== TASK INPUT ==
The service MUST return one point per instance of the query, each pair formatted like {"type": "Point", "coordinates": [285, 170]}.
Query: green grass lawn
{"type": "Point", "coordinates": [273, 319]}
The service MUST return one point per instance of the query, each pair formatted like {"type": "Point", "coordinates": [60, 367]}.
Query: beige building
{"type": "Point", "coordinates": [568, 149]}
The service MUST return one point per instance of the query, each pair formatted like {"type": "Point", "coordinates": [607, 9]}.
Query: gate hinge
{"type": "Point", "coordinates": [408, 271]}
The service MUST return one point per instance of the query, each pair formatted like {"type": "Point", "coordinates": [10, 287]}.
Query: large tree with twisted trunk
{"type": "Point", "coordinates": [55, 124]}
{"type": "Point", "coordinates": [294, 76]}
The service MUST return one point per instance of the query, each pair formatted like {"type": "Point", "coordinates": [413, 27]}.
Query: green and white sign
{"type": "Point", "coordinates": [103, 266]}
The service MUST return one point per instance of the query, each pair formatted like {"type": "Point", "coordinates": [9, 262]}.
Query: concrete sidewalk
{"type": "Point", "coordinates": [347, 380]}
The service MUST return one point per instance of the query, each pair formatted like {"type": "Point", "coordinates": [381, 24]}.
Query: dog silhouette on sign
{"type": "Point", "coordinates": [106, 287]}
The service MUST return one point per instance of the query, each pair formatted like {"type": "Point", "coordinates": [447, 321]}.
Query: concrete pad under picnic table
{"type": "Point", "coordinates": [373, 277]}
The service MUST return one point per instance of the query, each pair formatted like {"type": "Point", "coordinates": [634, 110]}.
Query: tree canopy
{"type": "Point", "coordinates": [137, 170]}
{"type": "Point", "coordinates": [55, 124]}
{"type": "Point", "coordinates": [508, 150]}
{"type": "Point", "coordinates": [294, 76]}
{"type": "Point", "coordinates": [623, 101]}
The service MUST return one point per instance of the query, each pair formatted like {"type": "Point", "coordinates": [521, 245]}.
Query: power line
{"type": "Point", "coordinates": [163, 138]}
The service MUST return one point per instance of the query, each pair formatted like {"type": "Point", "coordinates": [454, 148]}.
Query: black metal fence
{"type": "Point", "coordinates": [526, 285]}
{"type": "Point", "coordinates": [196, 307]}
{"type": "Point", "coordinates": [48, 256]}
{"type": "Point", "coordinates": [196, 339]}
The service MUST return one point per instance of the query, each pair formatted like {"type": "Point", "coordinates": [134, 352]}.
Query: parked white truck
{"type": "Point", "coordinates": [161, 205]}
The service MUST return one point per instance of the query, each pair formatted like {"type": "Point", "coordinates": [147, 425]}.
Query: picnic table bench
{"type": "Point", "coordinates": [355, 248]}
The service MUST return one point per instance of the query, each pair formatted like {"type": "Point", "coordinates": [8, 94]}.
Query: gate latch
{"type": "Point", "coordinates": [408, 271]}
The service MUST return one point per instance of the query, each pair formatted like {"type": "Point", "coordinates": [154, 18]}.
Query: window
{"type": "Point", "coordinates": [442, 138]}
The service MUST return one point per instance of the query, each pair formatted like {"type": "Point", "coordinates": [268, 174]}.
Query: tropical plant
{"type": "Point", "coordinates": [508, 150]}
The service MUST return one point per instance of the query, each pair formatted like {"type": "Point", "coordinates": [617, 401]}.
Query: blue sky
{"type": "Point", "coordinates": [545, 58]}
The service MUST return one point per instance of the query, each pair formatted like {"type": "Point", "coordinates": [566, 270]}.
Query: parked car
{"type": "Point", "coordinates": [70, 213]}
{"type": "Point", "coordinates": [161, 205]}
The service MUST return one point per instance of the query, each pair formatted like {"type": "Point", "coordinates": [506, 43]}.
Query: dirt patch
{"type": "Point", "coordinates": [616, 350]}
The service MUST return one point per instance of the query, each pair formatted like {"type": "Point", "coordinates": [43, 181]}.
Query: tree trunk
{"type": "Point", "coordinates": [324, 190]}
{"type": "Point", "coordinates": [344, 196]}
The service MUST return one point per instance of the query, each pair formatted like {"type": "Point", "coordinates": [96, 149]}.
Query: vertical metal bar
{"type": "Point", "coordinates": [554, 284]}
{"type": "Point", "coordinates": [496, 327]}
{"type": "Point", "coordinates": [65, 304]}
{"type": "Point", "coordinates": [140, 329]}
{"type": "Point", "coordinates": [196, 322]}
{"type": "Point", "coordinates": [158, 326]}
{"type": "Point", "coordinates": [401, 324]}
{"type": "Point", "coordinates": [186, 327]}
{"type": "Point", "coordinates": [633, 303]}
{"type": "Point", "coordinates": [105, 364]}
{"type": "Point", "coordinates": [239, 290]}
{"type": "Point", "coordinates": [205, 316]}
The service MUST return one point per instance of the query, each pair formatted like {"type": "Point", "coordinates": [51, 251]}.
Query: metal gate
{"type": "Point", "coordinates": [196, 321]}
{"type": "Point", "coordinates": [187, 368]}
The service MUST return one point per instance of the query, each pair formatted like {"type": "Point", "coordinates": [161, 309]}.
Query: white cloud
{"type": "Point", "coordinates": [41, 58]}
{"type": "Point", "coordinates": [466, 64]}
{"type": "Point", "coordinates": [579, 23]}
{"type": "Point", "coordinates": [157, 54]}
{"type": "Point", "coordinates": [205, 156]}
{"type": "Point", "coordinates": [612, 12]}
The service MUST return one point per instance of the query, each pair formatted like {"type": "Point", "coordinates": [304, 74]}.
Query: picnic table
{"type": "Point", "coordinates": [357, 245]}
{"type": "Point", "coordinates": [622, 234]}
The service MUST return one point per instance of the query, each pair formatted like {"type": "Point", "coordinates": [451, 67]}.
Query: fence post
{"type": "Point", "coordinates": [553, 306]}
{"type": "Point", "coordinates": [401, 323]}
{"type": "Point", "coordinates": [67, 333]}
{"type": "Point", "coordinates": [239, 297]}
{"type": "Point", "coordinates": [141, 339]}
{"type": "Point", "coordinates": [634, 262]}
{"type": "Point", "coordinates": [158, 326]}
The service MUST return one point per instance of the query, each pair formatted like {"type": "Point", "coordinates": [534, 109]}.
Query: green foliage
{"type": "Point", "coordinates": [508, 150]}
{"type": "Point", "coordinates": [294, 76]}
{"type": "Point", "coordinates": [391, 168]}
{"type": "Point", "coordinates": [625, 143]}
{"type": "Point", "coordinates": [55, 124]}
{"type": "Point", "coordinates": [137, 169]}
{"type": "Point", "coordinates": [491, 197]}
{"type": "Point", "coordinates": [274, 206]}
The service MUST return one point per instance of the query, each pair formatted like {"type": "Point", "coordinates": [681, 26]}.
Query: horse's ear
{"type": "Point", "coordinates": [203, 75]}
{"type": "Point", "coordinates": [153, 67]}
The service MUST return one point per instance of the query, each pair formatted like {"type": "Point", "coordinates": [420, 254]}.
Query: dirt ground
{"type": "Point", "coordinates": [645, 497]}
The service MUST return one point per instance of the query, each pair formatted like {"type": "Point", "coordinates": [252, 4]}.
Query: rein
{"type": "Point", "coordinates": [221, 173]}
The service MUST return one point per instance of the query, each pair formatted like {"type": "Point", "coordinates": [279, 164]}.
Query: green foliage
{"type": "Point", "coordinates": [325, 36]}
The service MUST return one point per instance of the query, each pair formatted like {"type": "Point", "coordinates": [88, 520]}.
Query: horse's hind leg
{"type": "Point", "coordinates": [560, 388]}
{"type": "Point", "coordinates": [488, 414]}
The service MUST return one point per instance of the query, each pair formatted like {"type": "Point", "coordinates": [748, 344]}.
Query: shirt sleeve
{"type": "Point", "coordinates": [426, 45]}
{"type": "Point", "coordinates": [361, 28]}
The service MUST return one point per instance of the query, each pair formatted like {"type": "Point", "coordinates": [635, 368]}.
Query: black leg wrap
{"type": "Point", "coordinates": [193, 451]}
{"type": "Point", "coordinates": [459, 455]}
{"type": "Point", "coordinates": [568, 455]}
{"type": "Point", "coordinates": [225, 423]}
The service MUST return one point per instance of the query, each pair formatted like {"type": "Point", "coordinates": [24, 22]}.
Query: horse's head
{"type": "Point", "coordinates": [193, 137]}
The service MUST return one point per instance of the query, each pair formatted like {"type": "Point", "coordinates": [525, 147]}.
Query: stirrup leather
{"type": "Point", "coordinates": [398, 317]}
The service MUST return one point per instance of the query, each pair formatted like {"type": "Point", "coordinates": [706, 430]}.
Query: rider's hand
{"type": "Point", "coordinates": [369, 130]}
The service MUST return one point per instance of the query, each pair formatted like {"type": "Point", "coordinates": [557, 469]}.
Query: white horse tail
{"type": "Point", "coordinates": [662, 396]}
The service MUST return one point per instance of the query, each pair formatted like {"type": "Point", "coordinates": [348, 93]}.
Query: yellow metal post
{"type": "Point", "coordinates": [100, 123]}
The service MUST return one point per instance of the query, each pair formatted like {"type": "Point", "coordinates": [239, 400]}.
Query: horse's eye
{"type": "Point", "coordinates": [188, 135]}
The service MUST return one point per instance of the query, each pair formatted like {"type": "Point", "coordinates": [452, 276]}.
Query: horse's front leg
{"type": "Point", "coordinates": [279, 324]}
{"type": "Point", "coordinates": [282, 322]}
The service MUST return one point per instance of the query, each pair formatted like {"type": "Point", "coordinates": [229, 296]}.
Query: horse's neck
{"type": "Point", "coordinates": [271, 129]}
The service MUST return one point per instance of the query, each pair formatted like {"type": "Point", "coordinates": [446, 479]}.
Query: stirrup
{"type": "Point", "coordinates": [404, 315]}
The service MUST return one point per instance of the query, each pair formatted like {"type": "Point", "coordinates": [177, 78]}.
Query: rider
===
● ASSIGNMENT
Please repeat, exactly and only, the lines from the one containing "Query: white horse tail" through the last line of the records, both included.

● RESULT OF THE TASK
Query: white horse tail
{"type": "Point", "coordinates": [662, 396]}
The service MUST return one point per instance of the query, each pair formatted like {"type": "Point", "coordinates": [348, 93]}.
Query: yellow metal post
{"type": "Point", "coordinates": [100, 123]}
The service MUST return one point per instance of the query, each pair formatted like {"type": "Point", "coordinates": [239, 400]}.
Query: horse's eye
{"type": "Point", "coordinates": [188, 135]}
The service MUST return one point per instance of the query, each pair formatted like {"type": "Point", "coordinates": [452, 276]}.
Query: horse's front leg
{"type": "Point", "coordinates": [279, 324]}
{"type": "Point", "coordinates": [282, 322]}
The service MUST return one point per instance of the query, each pair formatted like {"type": "Point", "coordinates": [229, 296]}.
Query: horse's neck
{"type": "Point", "coordinates": [271, 129]}
The service MUST return one point per instance of the query, each pair formatted like {"type": "Point", "coordinates": [446, 479]}.
Query: stirrup
{"type": "Point", "coordinates": [404, 315]}
The service MUST return one point per instance of the query, each pair formatted like {"type": "Point", "coordinates": [177, 78]}.
Query: rider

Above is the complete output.